● Aim
The entries below should be quoted exactly, with no pictures carried over.

● Items
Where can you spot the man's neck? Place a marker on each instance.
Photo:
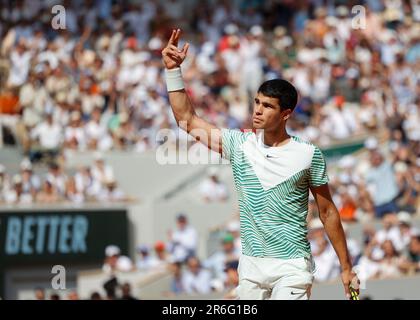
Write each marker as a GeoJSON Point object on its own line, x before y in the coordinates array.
{"type": "Point", "coordinates": [276, 139]}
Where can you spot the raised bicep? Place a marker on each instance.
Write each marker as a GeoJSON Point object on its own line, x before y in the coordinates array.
{"type": "Point", "coordinates": [206, 133]}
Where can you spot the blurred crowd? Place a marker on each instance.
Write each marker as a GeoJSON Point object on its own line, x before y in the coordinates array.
{"type": "Point", "coordinates": [191, 274]}
{"type": "Point", "coordinates": [98, 84]}
{"type": "Point", "coordinates": [387, 250]}
{"type": "Point", "coordinates": [91, 183]}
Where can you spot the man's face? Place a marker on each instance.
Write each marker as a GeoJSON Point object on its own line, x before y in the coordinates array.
{"type": "Point", "coordinates": [267, 113]}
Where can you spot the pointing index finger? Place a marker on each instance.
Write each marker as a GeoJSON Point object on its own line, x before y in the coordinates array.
{"type": "Point", "coordinates": [172, 38]}
{"type": "Point", "coordinates": [176, 37]}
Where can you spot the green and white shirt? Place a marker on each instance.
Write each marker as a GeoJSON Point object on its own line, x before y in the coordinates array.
{"type": "Point", "coordinates": [273, 188]}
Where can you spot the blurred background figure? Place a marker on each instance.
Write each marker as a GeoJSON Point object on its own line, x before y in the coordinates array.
{"type": "Point", "coordinates": [183, 241]}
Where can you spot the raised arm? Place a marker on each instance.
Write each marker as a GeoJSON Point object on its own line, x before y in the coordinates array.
{"type": "Point", "coordinates": [330, 218]}
{"type": "Point", "coordinates": [181, 105]}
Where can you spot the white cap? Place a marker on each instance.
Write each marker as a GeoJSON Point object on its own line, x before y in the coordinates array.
{"type": "Point", "coordinates": [371, 143]}
{"type": "Point", "coordinates": [112, 250]}
{"type": "Point", "coordinates": [404, 217]}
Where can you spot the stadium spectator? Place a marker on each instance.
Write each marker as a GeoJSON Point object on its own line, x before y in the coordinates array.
{"type": "Point", "coordinates": [232, 280]}
{"type": "Point", "coordinates": [39, 294]}
{"type": "Point", "coordinates": [382, 185]}
{"type": "Point", "coordinates": [126, 292]}
{"type": "Point", "coordinates": [218, 260]}
{"type": "Point", "coordinates": [114, 261]}
{"type": "Point", "coordinates": [196, 279]}
{"type": "Point", "coordinates": [326, 262]}
{"type": "Point", "coordinates": [212, 189]}
{"type": "Point", "coordinates": [184, 240]}
{"type": "Point", "coordinates": [145, 261]}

● Response to the task
Where can you spot the man's neck? Place a marker on each instance.
Photo:
Write each marker as a GeoJSON Point object on its own line, x before y in the coordinates array.
{"type": "Point", "coordinates": [276, 139]}
Where can you spot the raised bicep? Place a marker on each instance.
Write each marker as a GeoJSON Point object on its own line, x before y in the coordinates array.
{"type": "Point", "coordinates": [206, 133]}
Where can you spot the blurred crowd? Place a marker on each instance.
Write each marker as a GeoJSON Point object on its own line, x before y in the coordinates array.
{"type": "Point", "coordinates": [191, 274]}
{"type": "Point", "coordinates": [98, 84]}
{"type": "Point", "coordinates": [387, 250]}
{"type": "Point", "coordinates": [91, 183]}
Where can you spot the man's face? Place a marker on each instance.
Write each marker as a GeoJSON Point object on its own line, x before y in the coordinates array.
{"type": "Point", "coordinates": [267, 113]}
Where can you spot the pointing index finger? Place a marker on each instance.
Write each marker as a GeoJSON Point object on its own line, x before y in the coordinates array.
{"type": "Point", "coordinates": [172, 38]}
{"type": "Point", "coordinates": [176, 37]}
Where can you spot the green and white shirt? Place a marker on each instance.
Write each marker as a GeoJSON Point object on its own line, x before y in the coordinates array.
{"type": "Point", "coordinates": [273, 188]}
Where can you spot the blurred background figure? Place a marker on each instance.
Write each marker as a GeoJSON Point object on its own line, x before y in the coordinates array.
{"type": "Point", "coordinates": [183, 241]}
Where can you spot the raised arm? Place a marker on each instance.
Write each marker as a GeoJSON Point object on its own line, x before y in the coordinates array.
{"type": "Point", "coordinates": [330, 218]}
{"type": "Point", "coordinates": [181, 105]}
Where can you spot the white cap? Place a marker on each instance.
Write each marker as a GeoJSON Point object on its own line, x before y in the coordinates array.
{"type": "Point", "coordinates": [371, 143]}
{"type": "Point", "coordinates": [112, 250]}
{"type": "Point", "coordinates": [404, 217]}
Where can you spot the stadium spectator? Place a marker on each instance.
Write each marker as a GeoJSON Point object on its own line, x before y in the coordinates array.
{"type": "Point", "coordinates": [232, 280]}
{"type": "Point", "coordinates": [39, 294]}
{"type": "Point", "coordinates": [382, 185]}
{"type": "Point", "coordinates": [126, 292]}
{"type": "Point", "coordinates": [218, 260]}
{"type": "Point", "coordinates": [114, 261]}
{"type": "Point", "coordinates": [196, 279]}
{"type": "Point", "coordinates": [326, 262]}
{"type": "Point", "coordinates": [212, 189]}
{"type": "Point", "coordinates": [184, 240]}
{"type": "Point", "coordinates": [145, 261]}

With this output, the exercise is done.